(Fragmento)
Medicina hecha ladrillo
El Clínico, un hospital moderno del republicano Sánchez Arcas
El día que murió Durruti, el Clínico era un campo de batalla y el Ritz un hospital de campaña. La guerra pone las cosas del revés. El 19 de noviembre de 1936, una bala alcanzó al líder anarquista cuando se dirigía al hospital Clínico San Carlos, donde la guerra se libraba habitación por habitación: los nacionales habían tomado los pisos altos, los republicanos los bajos. Se lo llevaron al Ritz, donde aguantó hasta el día siguiente sin que los médicos pudiesen hacer nada.
"Esto era la primera línea del frente, el Clínico, que no estaba terminado, servía para practicar la puntería", dice el arquitecto Pedro Iglesias sobre la colina en la que se encuentra el hospital, reconstruido tras la devastación de la guerra. Iglesias acaba de publicar el libro La habitación del enfermo, una tesis sobre la arquitectura hospitalaria del movimiento moderno. Es un edificio "inteligente", "que parece clásico, pero cuyas decisiones han sido tomadas por las necesidades funcionales", dice. Por ejemplo, las alas con las habitaciones son paralelas no simétricas, porque así todas las terrazas tienen una benévola orientación al sureste y están protegidas de los vientos.
Manuel Sánchez Arcas, su autor, perteneció a la llamada generación del 25, la hermana arquitectónica de la poética generación del 27. Como los líricos, estos arquitectos intentaron integrar la tradición y la renovación, la modernidad y lo español. Atender al progreso pero también a las propias señas de identidad para encontrar una voz propia. "Sánchez Arcas no es un arquitecto de vanguardia, pero entiende que el hospital del siglo XX es un edificio en el que las enfermerías solo ocupan una parte pequeña y donde los distintos servicios deben poder modificarse con facilidad", explica Iglesias en su libro. El hospital moderno no se limita a alojar enfermos, en él se lucha por la salud, por lo que ganan espacio los laboratorios o las salas de radiodiagnóstico, es además un edificio altamente tecnológico y flexible, adaptable a los constantes avances de la medicina. Es un edificio de su tiempo, vaya. Parece una perogrullada, pero la historia de la construcción de hospitales es, según Iglesias, uno de los "constantes desencuentros entre la arquitectura y la medicina".

(Información)
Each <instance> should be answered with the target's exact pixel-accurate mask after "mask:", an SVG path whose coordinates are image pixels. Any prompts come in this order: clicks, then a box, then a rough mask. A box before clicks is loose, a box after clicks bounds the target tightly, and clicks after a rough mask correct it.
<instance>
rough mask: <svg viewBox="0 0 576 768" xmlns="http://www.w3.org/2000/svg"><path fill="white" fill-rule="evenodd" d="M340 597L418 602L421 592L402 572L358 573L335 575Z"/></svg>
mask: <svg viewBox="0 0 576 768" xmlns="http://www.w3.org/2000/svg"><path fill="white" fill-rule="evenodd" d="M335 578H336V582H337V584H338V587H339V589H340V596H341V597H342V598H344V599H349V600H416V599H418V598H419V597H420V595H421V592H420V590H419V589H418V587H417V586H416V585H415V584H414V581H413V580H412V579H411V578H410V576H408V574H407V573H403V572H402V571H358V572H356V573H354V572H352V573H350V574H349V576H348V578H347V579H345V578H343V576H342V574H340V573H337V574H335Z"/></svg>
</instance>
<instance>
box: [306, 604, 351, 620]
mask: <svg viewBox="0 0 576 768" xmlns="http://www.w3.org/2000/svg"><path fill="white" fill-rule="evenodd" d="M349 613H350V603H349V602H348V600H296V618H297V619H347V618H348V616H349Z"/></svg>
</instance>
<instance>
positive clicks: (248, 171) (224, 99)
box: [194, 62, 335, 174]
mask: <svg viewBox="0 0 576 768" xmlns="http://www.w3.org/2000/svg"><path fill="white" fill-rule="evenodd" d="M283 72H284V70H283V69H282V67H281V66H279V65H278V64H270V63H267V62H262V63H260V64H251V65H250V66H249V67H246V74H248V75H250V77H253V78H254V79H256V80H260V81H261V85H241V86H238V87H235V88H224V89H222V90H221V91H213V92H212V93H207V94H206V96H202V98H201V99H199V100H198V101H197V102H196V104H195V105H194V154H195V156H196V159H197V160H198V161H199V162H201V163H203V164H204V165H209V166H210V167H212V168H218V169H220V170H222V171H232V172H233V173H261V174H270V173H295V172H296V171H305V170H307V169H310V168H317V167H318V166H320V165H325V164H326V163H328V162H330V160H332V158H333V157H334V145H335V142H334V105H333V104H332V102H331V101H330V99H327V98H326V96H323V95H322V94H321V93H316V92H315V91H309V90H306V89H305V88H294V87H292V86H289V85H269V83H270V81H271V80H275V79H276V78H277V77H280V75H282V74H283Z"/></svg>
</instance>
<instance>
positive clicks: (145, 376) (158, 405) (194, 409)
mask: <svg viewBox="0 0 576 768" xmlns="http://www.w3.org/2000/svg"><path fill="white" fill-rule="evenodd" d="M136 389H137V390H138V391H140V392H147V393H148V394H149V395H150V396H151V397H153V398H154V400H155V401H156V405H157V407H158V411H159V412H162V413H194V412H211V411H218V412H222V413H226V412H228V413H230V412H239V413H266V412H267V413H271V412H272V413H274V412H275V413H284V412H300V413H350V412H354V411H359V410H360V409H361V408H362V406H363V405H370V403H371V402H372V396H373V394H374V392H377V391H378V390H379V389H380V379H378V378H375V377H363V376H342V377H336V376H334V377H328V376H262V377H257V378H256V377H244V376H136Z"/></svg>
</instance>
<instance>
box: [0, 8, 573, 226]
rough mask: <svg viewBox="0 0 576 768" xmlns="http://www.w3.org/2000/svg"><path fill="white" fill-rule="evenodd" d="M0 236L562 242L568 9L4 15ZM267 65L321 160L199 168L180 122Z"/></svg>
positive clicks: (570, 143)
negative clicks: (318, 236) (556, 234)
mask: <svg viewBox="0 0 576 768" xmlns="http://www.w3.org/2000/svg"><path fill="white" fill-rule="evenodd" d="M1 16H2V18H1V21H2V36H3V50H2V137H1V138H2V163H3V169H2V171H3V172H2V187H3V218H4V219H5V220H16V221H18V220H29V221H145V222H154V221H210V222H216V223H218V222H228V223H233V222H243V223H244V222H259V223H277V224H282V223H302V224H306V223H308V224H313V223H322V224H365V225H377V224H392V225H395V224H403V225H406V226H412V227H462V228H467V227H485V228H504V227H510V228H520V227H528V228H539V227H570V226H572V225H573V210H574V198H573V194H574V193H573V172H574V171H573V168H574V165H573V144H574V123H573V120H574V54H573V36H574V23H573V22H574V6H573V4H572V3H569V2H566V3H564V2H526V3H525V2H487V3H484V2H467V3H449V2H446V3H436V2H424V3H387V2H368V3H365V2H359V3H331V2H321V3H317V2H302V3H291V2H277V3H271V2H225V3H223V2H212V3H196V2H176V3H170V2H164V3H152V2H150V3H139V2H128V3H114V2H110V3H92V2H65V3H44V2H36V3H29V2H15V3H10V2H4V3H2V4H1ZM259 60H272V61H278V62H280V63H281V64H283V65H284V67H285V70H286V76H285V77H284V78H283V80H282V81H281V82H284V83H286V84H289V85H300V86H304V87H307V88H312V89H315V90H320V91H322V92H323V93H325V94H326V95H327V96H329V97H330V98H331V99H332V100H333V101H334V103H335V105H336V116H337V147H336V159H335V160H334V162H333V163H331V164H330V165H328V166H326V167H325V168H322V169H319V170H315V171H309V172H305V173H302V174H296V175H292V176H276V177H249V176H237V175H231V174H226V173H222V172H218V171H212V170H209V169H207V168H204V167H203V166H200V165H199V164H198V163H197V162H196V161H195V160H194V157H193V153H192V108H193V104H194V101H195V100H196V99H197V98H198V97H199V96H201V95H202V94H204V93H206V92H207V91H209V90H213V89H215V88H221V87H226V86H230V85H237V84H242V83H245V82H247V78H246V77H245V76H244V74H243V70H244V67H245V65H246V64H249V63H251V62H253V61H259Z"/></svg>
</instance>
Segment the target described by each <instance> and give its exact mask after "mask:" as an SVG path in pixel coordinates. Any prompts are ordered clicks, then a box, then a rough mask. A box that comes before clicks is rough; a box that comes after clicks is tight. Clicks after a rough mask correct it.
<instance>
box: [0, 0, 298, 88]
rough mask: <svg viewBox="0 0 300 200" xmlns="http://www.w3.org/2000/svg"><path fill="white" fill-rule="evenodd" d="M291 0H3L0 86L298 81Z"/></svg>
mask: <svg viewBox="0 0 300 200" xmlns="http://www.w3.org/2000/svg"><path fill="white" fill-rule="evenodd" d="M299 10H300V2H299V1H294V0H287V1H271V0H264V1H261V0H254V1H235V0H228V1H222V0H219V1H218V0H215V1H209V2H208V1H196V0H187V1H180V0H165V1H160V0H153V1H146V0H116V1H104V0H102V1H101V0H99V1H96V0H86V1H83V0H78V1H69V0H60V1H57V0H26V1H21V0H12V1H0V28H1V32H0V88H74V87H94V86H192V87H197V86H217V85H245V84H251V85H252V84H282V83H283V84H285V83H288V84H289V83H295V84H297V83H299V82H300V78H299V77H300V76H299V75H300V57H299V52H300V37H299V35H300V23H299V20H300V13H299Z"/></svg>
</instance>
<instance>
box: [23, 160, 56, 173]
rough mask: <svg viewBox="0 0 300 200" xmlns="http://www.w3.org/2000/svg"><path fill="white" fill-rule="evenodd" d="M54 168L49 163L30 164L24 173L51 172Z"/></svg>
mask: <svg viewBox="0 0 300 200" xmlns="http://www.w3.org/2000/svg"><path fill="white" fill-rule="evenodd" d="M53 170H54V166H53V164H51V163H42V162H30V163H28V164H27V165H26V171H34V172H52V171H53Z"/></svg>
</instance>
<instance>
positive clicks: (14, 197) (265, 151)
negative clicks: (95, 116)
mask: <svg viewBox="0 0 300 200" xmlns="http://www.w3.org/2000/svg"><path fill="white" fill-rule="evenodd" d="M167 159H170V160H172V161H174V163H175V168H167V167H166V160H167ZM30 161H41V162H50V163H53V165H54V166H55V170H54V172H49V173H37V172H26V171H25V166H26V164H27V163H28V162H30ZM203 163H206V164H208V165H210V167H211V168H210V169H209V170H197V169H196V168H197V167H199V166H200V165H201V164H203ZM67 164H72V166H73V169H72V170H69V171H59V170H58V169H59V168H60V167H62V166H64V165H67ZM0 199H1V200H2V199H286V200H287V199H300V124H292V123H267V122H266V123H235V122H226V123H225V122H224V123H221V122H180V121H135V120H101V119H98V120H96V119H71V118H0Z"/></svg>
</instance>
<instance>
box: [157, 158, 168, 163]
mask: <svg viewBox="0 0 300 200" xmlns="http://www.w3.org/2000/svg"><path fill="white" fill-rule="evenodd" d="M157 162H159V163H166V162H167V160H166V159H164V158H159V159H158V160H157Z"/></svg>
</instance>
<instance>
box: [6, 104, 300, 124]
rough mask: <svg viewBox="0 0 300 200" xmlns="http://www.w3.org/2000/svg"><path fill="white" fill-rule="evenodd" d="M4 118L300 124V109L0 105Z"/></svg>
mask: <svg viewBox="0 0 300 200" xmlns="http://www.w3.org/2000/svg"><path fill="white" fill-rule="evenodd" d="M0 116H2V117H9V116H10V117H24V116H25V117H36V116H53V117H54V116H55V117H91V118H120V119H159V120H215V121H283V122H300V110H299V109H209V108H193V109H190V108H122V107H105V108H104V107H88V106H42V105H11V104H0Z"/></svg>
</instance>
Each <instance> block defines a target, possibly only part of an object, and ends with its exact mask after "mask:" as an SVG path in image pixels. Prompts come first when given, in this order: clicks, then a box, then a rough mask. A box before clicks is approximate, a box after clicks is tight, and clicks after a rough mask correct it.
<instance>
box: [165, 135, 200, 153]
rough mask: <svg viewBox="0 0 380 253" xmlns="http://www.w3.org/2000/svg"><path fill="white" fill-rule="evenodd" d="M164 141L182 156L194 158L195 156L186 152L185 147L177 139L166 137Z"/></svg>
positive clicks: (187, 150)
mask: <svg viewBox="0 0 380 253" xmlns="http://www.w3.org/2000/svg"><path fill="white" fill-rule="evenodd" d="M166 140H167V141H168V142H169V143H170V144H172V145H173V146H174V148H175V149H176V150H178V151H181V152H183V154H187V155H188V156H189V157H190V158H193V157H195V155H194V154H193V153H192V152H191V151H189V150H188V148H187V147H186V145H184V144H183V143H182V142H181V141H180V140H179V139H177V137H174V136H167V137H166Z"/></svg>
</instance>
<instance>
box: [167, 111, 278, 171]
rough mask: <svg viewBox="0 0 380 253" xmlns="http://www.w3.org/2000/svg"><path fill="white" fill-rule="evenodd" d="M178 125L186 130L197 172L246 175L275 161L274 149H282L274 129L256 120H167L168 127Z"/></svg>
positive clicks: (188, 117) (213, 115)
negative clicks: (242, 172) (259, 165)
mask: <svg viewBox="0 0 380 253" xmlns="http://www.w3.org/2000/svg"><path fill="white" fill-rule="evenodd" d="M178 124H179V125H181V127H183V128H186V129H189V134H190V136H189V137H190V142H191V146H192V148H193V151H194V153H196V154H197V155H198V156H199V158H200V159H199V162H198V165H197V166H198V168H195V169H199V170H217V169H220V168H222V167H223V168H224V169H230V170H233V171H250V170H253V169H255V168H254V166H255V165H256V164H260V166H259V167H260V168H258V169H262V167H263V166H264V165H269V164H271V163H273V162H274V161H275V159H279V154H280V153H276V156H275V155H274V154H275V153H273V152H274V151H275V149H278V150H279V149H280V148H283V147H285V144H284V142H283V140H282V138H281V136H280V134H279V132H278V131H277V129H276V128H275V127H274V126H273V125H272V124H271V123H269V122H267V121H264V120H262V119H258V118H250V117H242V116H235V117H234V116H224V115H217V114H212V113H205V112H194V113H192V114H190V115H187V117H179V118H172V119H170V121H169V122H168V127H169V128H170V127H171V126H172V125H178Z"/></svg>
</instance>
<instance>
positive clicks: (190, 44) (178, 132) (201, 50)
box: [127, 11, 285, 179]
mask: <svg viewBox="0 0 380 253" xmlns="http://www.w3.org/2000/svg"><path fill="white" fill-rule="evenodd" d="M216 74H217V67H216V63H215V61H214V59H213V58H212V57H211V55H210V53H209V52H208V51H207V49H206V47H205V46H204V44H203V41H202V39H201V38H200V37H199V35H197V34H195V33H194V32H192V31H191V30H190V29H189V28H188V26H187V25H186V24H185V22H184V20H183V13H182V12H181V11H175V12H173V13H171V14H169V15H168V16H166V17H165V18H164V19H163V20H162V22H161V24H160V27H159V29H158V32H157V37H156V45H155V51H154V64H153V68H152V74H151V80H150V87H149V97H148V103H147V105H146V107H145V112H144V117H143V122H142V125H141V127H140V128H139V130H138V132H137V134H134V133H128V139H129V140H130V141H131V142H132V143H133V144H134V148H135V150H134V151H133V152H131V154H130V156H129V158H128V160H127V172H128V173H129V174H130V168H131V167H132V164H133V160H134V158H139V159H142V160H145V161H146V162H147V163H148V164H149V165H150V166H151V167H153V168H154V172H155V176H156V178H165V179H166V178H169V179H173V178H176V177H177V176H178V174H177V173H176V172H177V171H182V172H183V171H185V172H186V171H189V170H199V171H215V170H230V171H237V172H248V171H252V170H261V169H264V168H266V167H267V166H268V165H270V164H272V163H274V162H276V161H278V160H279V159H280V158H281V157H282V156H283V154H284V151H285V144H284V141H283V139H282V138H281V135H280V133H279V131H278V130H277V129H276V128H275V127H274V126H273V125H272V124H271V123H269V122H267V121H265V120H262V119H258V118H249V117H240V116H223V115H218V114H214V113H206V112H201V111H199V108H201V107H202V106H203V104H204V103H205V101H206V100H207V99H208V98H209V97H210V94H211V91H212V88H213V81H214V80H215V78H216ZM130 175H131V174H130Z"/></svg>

(Consigna de trabajo) Copie literalmente, del fragmento sobre el hospital Clínico, todo el pasaje que va desde "Medicina hecha ladrillo" hasta "pudiesen hacer nada.".

(Resultado del ejercicio)
Medicina hecha ladrillo
El Clínico, un hospital moderno del republicano Sánchez Arcas
El día que murió Durruti, el Clínico era un campo de batalla y el Ritz un hospital de campaña. La guerra pone las cosas del revés. El 19 de noviembre de 1936, una bala alcanzó al líder anarquista cuando se dirigía al hospital Clínico San Carlos, donde la guerra se libraba habitación por habitación: los nacionales habían tomado los pisos altos, los republicanos los bajos. Se lo llevaron al Ritz, donde aguantó hasta el día siguiente sin que los médicos pudiesen hacer nada.